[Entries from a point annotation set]
>>>

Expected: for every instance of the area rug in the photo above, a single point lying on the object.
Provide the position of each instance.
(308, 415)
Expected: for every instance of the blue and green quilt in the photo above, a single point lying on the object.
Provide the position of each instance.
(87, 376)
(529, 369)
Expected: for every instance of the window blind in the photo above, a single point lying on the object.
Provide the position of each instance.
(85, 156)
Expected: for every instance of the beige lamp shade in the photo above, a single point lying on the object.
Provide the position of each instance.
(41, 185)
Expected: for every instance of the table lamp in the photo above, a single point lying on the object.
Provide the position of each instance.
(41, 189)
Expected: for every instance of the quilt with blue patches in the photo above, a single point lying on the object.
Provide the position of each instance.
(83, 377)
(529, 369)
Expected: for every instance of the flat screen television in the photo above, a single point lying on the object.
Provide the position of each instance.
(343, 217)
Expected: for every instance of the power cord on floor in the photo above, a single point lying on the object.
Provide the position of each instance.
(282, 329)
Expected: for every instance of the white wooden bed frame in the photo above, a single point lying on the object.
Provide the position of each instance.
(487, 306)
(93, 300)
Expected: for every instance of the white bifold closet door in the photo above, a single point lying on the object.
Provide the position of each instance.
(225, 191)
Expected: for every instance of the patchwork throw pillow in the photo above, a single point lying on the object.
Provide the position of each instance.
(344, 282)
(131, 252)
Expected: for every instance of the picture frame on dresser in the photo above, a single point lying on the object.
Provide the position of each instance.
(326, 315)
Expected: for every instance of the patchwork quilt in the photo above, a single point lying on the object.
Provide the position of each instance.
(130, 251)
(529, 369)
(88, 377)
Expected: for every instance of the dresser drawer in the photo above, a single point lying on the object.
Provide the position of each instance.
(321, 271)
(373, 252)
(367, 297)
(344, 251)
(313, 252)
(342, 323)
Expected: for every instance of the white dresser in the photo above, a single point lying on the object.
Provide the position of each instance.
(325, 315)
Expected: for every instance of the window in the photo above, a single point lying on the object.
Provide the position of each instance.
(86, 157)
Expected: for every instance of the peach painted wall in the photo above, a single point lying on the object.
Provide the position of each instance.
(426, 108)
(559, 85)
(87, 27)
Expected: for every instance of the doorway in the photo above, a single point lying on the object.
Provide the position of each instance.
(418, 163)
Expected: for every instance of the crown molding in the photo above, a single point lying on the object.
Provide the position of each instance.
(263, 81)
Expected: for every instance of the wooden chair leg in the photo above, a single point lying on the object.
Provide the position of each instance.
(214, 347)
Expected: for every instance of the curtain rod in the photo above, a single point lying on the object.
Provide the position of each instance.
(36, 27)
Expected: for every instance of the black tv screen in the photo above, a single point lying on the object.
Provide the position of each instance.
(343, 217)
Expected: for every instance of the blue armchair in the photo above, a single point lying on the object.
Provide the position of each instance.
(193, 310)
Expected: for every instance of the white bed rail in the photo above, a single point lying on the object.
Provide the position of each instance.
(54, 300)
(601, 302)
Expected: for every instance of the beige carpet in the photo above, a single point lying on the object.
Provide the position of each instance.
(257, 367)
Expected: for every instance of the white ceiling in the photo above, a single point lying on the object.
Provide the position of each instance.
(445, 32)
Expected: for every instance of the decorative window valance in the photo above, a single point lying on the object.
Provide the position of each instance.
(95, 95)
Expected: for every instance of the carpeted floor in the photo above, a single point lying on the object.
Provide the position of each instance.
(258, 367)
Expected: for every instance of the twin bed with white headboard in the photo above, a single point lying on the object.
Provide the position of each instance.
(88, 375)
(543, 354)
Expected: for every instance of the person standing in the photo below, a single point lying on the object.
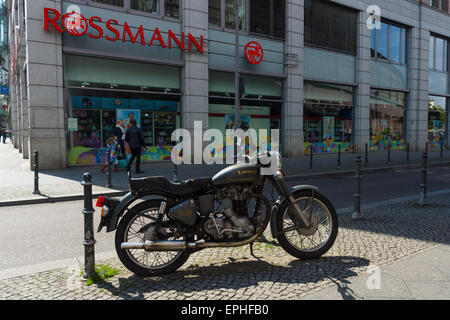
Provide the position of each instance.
(3, 134)
(135, 139)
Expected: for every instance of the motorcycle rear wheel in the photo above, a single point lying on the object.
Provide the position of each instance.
(310, 243)
(141, 262)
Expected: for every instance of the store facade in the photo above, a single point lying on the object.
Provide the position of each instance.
(86, 67)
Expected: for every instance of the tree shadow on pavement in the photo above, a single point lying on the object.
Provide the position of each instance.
(297, 275)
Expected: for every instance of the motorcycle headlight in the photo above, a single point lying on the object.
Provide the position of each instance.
(277, 157)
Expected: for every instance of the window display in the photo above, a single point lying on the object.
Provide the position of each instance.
(387, 116)
(436, 121)
(328, 113)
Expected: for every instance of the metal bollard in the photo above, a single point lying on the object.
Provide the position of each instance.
(339, 157)
(36, 172)
(89, 241)
(389, 153)
(357, 214)
(366, 160)
(407, 152)
(423, 185)
(108, 170)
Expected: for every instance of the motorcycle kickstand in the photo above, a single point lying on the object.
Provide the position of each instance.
(251, 251)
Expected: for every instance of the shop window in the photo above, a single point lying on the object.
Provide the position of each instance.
(118, 3)
(387, 120)
(215, 13)
(437, 113)
(330, 26)
(389, 43)
(150, 6)
(438, 54)
(328, 113)
(172, 8)
(122, 75)
(267, 17)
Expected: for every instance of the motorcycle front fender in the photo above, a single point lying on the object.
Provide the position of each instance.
(279, 203)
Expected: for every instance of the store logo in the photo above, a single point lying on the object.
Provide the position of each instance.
(254, 52)
(74, 23)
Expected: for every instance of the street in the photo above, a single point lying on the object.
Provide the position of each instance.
(35, 234)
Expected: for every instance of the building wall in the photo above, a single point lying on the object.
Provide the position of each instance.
(39, 120)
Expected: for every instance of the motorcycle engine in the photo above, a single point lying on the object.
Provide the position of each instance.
(233, 220)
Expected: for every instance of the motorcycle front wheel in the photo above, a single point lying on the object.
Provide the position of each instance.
(136, 226)
(313, 242)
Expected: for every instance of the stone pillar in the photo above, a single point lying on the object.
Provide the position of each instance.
(292, 143)
(25, 122)
(361, 115)
(418, 78)
(195, 75)
(45, 87)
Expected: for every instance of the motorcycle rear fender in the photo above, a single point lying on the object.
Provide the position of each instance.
(279, 203)
(112, 220)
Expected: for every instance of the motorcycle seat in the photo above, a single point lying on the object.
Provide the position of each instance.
(145, 185)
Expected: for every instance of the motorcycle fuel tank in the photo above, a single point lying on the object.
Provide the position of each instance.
(241, 173)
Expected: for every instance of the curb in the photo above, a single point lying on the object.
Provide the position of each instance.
(308, 176)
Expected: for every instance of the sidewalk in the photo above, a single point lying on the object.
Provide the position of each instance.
(61, 185)
(410, 244)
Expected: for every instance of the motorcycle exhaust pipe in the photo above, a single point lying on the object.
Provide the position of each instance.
(158, 245)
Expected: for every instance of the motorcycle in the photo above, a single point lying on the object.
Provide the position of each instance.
(160, 223)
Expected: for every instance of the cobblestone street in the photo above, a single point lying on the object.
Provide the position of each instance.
(389, 234)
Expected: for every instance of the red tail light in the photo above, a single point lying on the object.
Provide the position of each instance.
(100, 202)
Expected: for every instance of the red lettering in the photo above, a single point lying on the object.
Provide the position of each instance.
(52, 21)
(157, 35)
(192, 40)
(113, 30)
(173, 36)
(126, 29)
(96, 27)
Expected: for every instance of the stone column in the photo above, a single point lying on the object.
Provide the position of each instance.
(195, 75)
(361, 115)
(418, 78)
(45, 87)
(292, 142)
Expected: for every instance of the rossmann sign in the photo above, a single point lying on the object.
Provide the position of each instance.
(76, 24)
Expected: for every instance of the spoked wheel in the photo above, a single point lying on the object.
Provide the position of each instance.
(312, 242)
(138, 225)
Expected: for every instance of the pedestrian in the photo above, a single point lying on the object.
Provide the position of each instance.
(111, 146)
(135, 139)
(3, 133)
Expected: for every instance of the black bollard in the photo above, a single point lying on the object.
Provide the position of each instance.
(423, 185)
(389, 153)
(407, 151)
(366, 160)
(89, 241)
(357, 214)
(339, 157)
(36, 172)
(108, 170)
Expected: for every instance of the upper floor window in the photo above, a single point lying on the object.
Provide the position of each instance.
(438, 54)
(330, 26)
(389, 43)
(150, 6)
(111, 2)
(226, 9)
(267, 17)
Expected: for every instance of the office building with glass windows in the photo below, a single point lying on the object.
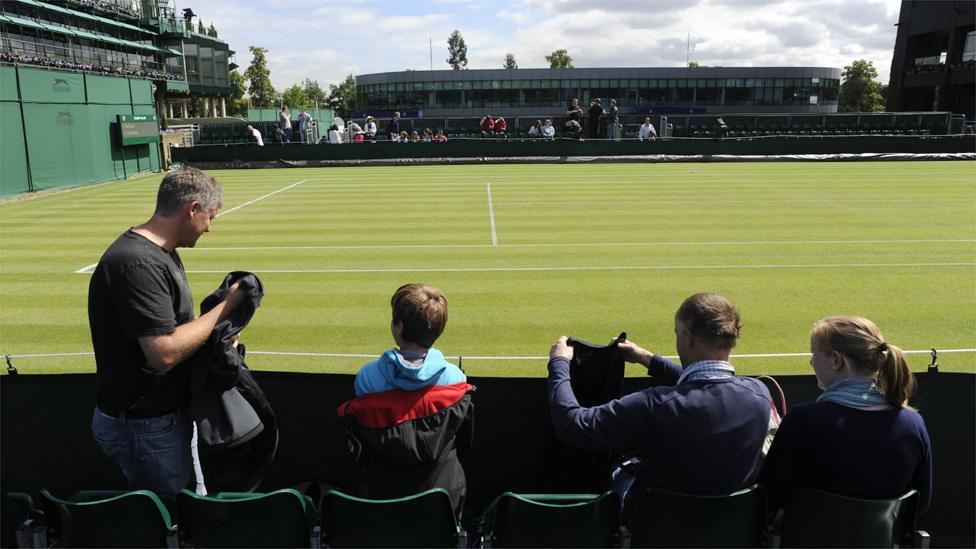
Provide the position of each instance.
(637, 90)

<<<

» **Exercise instructions**
Exclude all pictures and reproduce exactly the lines from the one containing "Expected: for every instance of the black bollard" through the final line of the entries above.

» **Answer to the problem**
Expected: for every instance of the black bollard in the photo above, a single point lying on the object.
Provide the position of each instance.
(423, 185)
(389, 153)
(407, 151)
(366, 160)
(89, 241)
(357, 214)
(339, 157)
(36, 172)
(108, 170)
Expected: for every instance of the upper floor window in the photo above, a single point lying on the object.
Provide the position of each instance.
(438, 54)
(330, 26)
(389, 43)
(150, 6)
(111, 2)
(226, 9)
(267, 17)
Expected: for every instance of the office building with glass windows in the photo below, a single point lying on the object.
Provide the position of each instance.
(637, 90)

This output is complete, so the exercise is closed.